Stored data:
━━━━━━━━

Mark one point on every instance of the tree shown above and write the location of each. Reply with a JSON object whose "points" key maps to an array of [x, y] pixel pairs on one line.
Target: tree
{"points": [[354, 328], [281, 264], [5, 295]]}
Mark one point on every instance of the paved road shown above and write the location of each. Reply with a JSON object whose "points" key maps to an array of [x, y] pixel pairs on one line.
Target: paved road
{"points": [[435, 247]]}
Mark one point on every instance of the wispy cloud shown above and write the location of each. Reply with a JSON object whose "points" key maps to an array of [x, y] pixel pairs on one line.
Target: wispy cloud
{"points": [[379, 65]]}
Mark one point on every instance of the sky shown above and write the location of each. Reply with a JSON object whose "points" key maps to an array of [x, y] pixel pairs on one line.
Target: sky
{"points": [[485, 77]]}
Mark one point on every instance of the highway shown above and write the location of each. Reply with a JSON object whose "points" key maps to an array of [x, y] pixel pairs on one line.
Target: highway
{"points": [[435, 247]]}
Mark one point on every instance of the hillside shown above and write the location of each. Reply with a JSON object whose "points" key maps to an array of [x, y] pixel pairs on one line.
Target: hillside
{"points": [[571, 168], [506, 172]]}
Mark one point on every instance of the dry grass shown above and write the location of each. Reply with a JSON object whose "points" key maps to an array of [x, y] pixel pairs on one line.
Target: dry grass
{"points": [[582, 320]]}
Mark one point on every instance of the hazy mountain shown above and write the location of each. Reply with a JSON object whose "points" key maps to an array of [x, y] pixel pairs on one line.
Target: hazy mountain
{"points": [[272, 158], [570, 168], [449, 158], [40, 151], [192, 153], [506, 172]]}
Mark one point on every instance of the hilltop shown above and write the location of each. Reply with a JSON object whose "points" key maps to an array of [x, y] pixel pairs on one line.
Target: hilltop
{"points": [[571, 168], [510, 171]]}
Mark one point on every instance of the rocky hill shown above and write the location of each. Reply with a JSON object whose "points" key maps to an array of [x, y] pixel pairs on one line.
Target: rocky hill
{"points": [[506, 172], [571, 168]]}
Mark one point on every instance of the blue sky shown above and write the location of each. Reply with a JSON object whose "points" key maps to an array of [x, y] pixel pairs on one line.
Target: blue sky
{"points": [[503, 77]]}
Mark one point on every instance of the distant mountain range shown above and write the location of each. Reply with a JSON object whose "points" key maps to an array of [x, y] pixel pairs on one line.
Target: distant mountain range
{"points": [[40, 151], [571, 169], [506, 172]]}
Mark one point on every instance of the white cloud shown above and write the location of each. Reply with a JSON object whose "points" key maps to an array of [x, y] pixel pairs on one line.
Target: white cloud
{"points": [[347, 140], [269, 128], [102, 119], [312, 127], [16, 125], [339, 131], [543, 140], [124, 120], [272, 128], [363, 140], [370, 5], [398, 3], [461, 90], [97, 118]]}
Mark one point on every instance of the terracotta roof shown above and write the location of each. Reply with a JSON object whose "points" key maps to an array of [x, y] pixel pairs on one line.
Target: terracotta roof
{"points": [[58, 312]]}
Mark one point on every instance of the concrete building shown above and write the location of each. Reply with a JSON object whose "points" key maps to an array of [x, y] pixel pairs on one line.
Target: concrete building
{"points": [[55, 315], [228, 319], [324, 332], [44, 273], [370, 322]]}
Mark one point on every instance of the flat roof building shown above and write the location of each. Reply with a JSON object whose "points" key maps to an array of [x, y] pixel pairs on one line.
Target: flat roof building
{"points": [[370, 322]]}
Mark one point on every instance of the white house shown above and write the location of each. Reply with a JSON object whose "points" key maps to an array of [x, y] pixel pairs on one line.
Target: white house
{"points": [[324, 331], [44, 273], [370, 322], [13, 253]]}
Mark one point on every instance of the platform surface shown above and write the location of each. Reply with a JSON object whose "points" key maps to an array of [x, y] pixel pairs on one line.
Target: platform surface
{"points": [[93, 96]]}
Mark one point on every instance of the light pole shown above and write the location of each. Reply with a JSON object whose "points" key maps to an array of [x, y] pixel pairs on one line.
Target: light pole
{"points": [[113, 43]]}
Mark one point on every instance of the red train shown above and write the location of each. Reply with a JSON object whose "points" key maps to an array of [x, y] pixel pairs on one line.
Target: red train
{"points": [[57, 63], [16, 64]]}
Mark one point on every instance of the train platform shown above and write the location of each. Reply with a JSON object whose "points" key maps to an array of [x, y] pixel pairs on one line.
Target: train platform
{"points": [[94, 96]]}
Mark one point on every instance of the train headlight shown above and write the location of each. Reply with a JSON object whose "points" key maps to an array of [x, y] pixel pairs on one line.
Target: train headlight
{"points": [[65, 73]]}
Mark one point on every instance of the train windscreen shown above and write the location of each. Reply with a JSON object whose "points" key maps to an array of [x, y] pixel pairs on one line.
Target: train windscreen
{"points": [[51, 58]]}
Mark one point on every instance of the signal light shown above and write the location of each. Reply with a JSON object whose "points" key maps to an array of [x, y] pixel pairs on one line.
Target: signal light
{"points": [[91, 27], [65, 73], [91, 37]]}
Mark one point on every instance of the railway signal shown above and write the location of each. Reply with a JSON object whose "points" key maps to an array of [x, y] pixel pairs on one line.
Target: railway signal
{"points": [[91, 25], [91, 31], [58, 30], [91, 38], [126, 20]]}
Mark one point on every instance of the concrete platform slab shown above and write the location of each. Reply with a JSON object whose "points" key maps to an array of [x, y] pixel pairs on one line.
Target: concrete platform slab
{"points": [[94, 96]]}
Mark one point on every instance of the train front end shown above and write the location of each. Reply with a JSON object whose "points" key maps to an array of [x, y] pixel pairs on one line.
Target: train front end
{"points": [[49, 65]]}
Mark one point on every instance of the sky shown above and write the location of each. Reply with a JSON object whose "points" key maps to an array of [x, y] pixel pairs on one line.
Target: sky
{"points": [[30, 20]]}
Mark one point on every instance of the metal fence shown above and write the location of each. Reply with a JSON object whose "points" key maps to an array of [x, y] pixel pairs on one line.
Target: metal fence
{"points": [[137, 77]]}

━━━━━━━━

**WORK REQUIRED:**
Transcribe the data. Leave every line exactly as it is.

**RESPONSE TO THE TASK:**
Mark one point on every instance of the tree shown above and write the location of each. Reply with a JSON object whose "points" key maps to an array of [x, y] pixel pairs on one line.
Target: tree
{"points": [[354, 328], [281, 264], [5, 295]]}
Mark one point on every instance of the paved road shown above and write the location of each. Reply with a JSON object whose "points" key maps to an array of [x, y] pixel pairs on one line.
Target: paved road
{"points": [[435, 247]]}
Mark one point on every instance of the wispy cloud shown above and write the location of each. Reply with a JSON object whose "points" key maps to an array of [x, y] pixel pairs on one line.
Target: wispy cloud
{"points": [[379, 65]]}
Mark one point on every instance of the sky shown above and write the location of each. Reply with a JSON object whose "points" key maps to an array of [x, y] pixel pairs on one line.
Target: sky
{"points": [[485, 77]]}
Mark one point on every instance of the highway shown above and write the location of each. Reply with a JSON object whose "points" key maps to an array of [x, y] pixel pairs on one line.
Target: highway
{"points": [[435, 247]]}
Mark one point on every instance of the hillside shown above and write the location of each. Reply with a JSON object whose "points" key maps to an array of [x, y] pixel pairs on one line.
Target: hillside
{"points": [[571, 168], [506, 172]]}
Mark one point on every instance of the dry grass shown above and write the location of each. Reply with a JSON object whose "points" key maps to an array of [x, y] pixel pairs on one line.
Target: dry grass
{"points": [[582, 320]]}
Mark one point on every instance of the hazy mountain shown above and write the location of each. Reply with a JSON object whose "points" key maps to an array of [x, y] pixel pairs on one line.
Target: hazy mountain
{"points": [[272, 158], [570, 168], [449, 158], [40, 151], [192, 153], [506, 172]]}
Mark one point on every instance of the hilltop shown above and write the location of each. Reply with a JSON object whose "points" key maps to an array of [x, y] pixel pairs on one line.
Target: hilltop
{"points": [[571, 168], [510, 171]]}
Mark one point on every instance of the rocky hill shown above and write the location of each. Reply with a JSON object whose "points" key maps to an array of [x, y] pixel pairs on one line.
Target: rocky hill
{"points": [[506, 172], [571, 168]]}
Mark one point on every instance of the blue sky shown above and write the location of each. Reply with a JSON object whose "points" key maps to an array of [x, y] pixel pairs on one line.
Target: blue sky
{"points": [[503, 77]]}
Mark one point on every instance of the distant mountain range shown above and write the location of each. Reply with a JSON object whose "points" key maps to an array of [x, y] pixel pairs on one line.
Target: distant mountain range
{"points": [[40, 151], [571, 169], [506, 172]]}
Mark one point on every instance of the white cloud shown above and write the location of each. Reply with a JSON object whose "points" key maps to an array of [x, y] pixel pairs on one line.
Target: white cloud
{"points": [[347, 140], [269, 128], [102, 119], [312, 127], [16, 125], [339, 131], [543, 140], [124, 120], [272, 128], [363, 140], [370, 5], [398, 3], [461, 90], [97, 118]]}
Mark one point on every instance of the terracotta roof shown above and write the location of each. Reply with a JSON object whose "points" key maps to an array of [x, y] pixel pairs on one line.
Target: terracotta roof
{"points": [[58, 312]]}
Mark one point on every instance of the concrete building shown above and write the location of each. Reply with a JSON object whose "points" key maps to an array of [x, y] pixel pairs on one line.
Target: concrete building
{"points": [[55, 315], [228, 319], [324, 332], [44, 273], [370, 322]]}
Mark one point on every instance of the flat roof building shown above and write the location of each. Reply with a JSON object whose "points" key maps to an array of [x, y] pixel pairs on one line.
Target: flat roof building
{"points": [[370, 322]]}
Mark one point on every instance of the white house shown above and write the location of each. Reply with a JSON object whose "points" key maps to an array of [x, y] pixel pairs on one line.
Target: white house
{"points": [[324, 331], [44, 273], [370, 322], [13, 253]]}
Mark one point on every instance of the platform surface shown above and write the location of each. Reply with a JSON object whose "points" key maps to an array of [x, y] pixel pairs on one line.
Target: platform surface
{"points": [[93, 96]]}
Mark one point on every instance of the light pole shown above and write the location of each. Reply with a JSON object whose "points" key maps to an array of [x, y] pixel pairs on one line.
Target: light pole
{"points": [[113, 43]]}
Mark one point on every instance of the red train shown above and write the location of each. Reply with a JSON object whose "points" key maps to an array of [x, y] pixel pairs on one line.
Target: red train
{"points": [[57, 63], [16, 64]]}
Mark one point on every instance of the train platform shown above and write the location of each. Reply with a JSON object whose "points" key maps to an array of [x, y] pixel pairs on one line.
Target: train platform
{"points": [[94, 96]]}
Mark one point on every instance of the train headlight shown above and write the location of each. Reply with a JSON object whose "points" key maps to an array of [x, y] pixel pairs on one line.
Target: train headlight
{"points": [[65, 73]]}
Mark one point on every instance of the train windscreen shown above and write the location of each. Reply with a JSON object whose "points" key maps to an array of [x, y] pixel pairs on one line.
Target: train windscreen
{"points": [[51, 58]]}
Mark one point on every instance of the signal light shown above and write the location of each. Reply with a JSON object whose "points" key maps to an array of [x, y] pixel pairs on one line.
Target: signal light
{"points": [[91, 27], [65, 73], [91, 37]]}
Mark one point on every instance of the railway signal shown above and write the location of each. Reply with a JSON object whose "points" key maps to an array of [x, y] pixel pairs on one line.
Target: railway signal
{"points": [[91, 25], [91, 31], [58, 30], [91, 38], [126, 20]]}
Mark one point on every instance of the concrete platform slab shown above and write the location of each. Reply with a JSON object whose "points" key maps to an array of [x, y] pixel pairs on one line.
Target: concrete platform slab
{"points": [[94, 96]]}
Mark one point on every instance of the train front end shown above and write the location of each. Reply with a JSON object whose "points" key maps to an array of [x, y] pixel pairs on one line.
Target: train front end
{"points": [[49, 65]]}
Mark one point on every instance of the sky shown above and write the location of each. Reply with a JSON object whose "points" key maps to an array of [x, y] pixel pairs on one line.
Target: sky
{"points": [[30, 20]]}
Mark one point on every instance of the metal fence shown above and write the location of each. Reply with a JSON object whose "points" key maps to an array of [x, y] pixel pairs on one line.
Target: metal fence
{"points": [[137, 77]]}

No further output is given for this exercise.